INFORMATION GIVEN:
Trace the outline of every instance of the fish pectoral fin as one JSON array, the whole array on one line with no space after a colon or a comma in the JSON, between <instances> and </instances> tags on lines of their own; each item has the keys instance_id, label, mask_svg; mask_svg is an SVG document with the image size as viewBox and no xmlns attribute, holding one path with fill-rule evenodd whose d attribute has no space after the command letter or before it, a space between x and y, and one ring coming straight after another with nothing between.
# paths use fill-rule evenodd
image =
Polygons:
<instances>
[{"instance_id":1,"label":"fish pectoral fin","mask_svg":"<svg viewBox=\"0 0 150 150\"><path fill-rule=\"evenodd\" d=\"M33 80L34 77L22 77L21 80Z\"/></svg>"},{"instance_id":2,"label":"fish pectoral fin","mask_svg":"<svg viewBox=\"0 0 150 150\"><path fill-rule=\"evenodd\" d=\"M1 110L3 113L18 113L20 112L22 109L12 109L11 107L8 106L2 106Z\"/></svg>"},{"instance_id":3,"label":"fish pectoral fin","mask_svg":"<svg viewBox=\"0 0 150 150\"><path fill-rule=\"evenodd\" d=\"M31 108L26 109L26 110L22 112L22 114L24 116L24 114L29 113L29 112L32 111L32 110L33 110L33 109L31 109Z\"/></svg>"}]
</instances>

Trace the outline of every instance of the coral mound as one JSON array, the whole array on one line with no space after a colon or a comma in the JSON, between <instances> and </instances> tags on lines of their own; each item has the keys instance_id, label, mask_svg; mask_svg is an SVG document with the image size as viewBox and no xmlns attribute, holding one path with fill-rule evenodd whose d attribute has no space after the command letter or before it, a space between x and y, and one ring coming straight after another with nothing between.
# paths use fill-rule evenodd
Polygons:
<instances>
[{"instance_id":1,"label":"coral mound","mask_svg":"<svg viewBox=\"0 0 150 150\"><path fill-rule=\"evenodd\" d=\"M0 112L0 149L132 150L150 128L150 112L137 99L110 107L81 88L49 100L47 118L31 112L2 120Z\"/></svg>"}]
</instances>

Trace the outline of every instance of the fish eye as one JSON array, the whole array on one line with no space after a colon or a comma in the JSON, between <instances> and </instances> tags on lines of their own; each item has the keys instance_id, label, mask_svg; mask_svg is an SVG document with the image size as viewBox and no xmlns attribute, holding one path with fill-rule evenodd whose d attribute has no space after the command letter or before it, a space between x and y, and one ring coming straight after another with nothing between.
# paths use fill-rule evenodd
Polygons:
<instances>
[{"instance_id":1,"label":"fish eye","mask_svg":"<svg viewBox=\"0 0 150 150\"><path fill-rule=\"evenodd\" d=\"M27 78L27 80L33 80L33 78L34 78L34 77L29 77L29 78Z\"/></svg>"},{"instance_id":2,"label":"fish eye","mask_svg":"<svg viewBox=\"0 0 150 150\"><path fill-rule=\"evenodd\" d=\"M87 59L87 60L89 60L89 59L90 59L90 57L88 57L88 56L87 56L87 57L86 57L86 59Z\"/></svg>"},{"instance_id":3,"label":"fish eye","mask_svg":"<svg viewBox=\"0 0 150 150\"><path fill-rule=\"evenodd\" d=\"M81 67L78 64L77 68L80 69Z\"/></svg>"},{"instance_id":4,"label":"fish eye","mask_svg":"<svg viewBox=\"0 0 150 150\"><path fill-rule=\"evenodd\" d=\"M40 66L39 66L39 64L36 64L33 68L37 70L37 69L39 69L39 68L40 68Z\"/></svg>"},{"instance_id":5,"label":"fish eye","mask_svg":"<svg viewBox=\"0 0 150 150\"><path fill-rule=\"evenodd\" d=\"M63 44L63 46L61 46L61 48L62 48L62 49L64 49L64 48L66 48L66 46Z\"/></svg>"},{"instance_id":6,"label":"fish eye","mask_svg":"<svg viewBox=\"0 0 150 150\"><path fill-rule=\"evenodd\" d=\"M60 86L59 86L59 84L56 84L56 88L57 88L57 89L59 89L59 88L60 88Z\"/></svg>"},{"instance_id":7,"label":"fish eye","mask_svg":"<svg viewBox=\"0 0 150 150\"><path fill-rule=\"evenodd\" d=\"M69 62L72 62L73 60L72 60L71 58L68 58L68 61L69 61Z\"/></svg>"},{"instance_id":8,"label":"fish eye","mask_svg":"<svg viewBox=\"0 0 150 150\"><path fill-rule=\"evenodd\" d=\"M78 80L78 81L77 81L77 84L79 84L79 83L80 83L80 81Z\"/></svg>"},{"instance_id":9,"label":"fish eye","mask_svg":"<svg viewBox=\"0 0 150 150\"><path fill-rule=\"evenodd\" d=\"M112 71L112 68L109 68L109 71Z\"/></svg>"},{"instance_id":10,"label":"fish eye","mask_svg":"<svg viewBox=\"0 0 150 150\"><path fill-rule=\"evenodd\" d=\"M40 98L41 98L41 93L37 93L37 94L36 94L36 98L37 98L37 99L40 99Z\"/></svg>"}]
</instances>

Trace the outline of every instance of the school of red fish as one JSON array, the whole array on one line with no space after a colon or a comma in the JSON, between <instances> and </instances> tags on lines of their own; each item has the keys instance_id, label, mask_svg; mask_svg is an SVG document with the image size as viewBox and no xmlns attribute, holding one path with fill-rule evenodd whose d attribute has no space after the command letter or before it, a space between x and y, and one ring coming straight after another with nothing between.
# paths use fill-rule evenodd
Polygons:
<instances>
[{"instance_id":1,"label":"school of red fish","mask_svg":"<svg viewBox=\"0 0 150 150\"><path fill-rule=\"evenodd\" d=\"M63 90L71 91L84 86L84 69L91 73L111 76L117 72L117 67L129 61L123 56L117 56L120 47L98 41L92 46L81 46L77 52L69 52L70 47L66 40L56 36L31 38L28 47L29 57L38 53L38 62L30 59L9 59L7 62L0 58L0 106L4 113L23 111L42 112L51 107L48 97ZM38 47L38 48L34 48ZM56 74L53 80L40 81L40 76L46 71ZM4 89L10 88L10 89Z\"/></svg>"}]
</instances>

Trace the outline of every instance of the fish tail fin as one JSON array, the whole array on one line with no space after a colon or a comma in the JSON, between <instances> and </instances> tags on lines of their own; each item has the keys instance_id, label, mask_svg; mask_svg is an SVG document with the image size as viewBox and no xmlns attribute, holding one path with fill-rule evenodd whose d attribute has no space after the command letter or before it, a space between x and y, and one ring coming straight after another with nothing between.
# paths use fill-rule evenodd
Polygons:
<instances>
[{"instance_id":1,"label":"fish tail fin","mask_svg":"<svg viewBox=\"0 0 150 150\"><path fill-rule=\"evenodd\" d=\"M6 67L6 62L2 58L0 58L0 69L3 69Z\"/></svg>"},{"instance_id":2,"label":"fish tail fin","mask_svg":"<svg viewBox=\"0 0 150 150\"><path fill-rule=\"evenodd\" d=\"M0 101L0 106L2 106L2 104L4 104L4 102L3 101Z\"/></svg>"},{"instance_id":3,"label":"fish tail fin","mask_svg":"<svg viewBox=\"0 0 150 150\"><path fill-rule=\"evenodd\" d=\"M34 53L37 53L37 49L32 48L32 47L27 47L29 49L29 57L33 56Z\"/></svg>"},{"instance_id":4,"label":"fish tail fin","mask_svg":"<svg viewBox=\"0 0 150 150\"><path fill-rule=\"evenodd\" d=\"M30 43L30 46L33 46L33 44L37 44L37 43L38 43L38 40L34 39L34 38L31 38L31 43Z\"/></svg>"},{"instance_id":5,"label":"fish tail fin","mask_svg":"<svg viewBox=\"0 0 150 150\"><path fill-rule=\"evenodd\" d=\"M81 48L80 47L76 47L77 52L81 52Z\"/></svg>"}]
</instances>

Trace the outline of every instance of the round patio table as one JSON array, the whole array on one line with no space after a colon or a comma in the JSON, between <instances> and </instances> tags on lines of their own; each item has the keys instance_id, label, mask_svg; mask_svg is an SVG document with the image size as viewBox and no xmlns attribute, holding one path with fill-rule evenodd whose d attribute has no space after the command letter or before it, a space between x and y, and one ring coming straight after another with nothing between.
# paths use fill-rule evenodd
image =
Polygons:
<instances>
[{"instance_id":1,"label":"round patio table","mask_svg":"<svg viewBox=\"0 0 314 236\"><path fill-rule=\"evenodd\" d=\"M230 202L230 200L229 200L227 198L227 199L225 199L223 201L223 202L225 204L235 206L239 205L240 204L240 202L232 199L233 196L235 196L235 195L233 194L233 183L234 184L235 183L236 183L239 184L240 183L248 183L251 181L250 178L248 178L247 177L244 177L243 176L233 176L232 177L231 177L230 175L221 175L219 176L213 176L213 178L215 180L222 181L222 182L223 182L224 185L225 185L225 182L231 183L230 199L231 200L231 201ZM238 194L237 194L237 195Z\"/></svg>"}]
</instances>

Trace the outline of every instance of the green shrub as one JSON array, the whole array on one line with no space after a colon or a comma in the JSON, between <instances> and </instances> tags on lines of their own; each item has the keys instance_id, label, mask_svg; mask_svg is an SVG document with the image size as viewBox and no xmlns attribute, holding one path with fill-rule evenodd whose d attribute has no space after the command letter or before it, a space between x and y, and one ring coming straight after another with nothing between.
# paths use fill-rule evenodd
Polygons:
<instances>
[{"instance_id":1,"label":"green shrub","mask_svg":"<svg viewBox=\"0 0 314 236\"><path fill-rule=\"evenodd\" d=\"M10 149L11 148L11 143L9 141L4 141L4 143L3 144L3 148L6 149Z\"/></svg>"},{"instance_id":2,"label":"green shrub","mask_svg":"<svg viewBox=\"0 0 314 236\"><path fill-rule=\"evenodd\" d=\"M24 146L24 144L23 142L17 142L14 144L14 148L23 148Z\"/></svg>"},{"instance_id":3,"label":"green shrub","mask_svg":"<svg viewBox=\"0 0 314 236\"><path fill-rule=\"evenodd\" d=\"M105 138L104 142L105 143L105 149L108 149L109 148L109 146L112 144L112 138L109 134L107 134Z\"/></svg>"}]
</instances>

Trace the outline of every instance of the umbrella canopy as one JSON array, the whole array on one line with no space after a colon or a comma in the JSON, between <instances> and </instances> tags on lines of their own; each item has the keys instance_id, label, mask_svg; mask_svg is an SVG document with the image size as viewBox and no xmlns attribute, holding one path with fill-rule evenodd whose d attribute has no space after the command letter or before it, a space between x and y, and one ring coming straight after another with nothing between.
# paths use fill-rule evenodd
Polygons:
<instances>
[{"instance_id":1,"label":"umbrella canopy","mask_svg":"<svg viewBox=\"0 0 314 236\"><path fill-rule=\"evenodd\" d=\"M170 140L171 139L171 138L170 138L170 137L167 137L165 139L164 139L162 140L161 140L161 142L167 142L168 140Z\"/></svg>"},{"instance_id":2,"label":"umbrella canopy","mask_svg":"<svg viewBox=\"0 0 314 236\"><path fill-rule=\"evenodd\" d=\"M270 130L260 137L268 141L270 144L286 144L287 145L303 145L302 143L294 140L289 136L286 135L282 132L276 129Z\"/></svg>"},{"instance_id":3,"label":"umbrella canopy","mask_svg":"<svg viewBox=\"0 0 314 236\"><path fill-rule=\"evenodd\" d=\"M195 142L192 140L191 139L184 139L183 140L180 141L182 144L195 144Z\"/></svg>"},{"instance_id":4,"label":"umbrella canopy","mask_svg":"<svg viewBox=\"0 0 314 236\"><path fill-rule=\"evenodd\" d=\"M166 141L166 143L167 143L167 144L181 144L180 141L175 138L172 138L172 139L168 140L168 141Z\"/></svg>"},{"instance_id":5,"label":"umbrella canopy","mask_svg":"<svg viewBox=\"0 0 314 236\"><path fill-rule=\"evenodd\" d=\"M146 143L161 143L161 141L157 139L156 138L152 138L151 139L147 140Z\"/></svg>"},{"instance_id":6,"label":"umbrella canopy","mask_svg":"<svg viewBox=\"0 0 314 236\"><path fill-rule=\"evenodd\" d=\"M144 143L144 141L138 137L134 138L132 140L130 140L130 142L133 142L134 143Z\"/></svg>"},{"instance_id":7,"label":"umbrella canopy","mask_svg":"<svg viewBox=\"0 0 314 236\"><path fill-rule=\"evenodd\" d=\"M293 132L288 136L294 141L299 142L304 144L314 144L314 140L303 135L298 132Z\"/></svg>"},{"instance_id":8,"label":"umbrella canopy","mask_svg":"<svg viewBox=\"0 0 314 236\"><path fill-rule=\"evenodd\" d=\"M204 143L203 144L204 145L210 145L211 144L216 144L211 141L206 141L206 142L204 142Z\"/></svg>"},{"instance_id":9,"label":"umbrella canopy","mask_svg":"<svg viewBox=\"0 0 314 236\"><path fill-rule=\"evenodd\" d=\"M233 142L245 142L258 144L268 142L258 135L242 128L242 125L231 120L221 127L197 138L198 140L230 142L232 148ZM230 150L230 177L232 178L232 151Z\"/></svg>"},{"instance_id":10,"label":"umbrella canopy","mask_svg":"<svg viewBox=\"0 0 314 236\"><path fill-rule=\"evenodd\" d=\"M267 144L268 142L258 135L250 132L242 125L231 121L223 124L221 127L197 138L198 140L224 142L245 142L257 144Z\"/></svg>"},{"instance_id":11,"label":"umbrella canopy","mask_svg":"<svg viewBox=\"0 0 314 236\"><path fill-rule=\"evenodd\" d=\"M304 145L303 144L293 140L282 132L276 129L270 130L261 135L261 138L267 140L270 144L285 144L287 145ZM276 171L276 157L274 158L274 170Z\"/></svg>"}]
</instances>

SET PROBLEM: Pull out each line above that contains the word "tail".

COMPLETED EXERCISE:
Trace the outline of every instance of the fish tail fin as one JSON array, the whole array on one line with no space after a colon or a comma in the JSON, between <instances> and </instances> tags on lines of their own; each item has the keys instance_id, label, mask_svg; mask_svg is an SVG document with the image size as viewBox and no xmlns attribute, holding one path with fill-rule evenodd whose d attribute has no space after the command letter or before it, a space between x and y, and one ring coming straight after another with nothing between.
[{"instance_id":1,"label":"fish tail fin","mask_svg":"<svg viewBox=\"0 0 150 150\"><path fill-rule=\"evenodd\" d=\"M6 67L6 62L2 58L0 58L0 69L3 69Z\"/></svg>"},{"instance_id":2,"label":"fish tail fin","mask_svg":"<svg viewBox=\"0 0 150 150\"><path fill-rule=\"evenodd\" d=\"M0 101L0 106L2 106L2 104L4 104L4 102L3 101Z\"/></svg>"},{"instance_id":3,"label":"fish tail fin","mask_svg":"<svg viewBox=\"0 0 150 150\"><path fill-rule=\"evenodd\" d=\"M34 53L37 53L37 49L32 48L32 47L27 47L29 49L29 57L33 56Z\"/></svg>"},{"instance_id":4,"label":"fish tail fin","mask_svg":"<svg viewBox=\"0 0 150 150\"><path fill-rule=\"evenodd\" d=\"M30 43L30 46L33 46L33 44L37 44L37 43L38 43L38 40L34 39L34 38L31 38L31 43Z\"/></svg>"},{"instance_id":5,"label":"fish tail fin","mask_svg":"<svg viewBox=\"0 0 150 150\"><path fill-rule=\"evenodd\" d=\"M81 48L80 47L76 47L77 52L81 52Z\"/></svg>"}]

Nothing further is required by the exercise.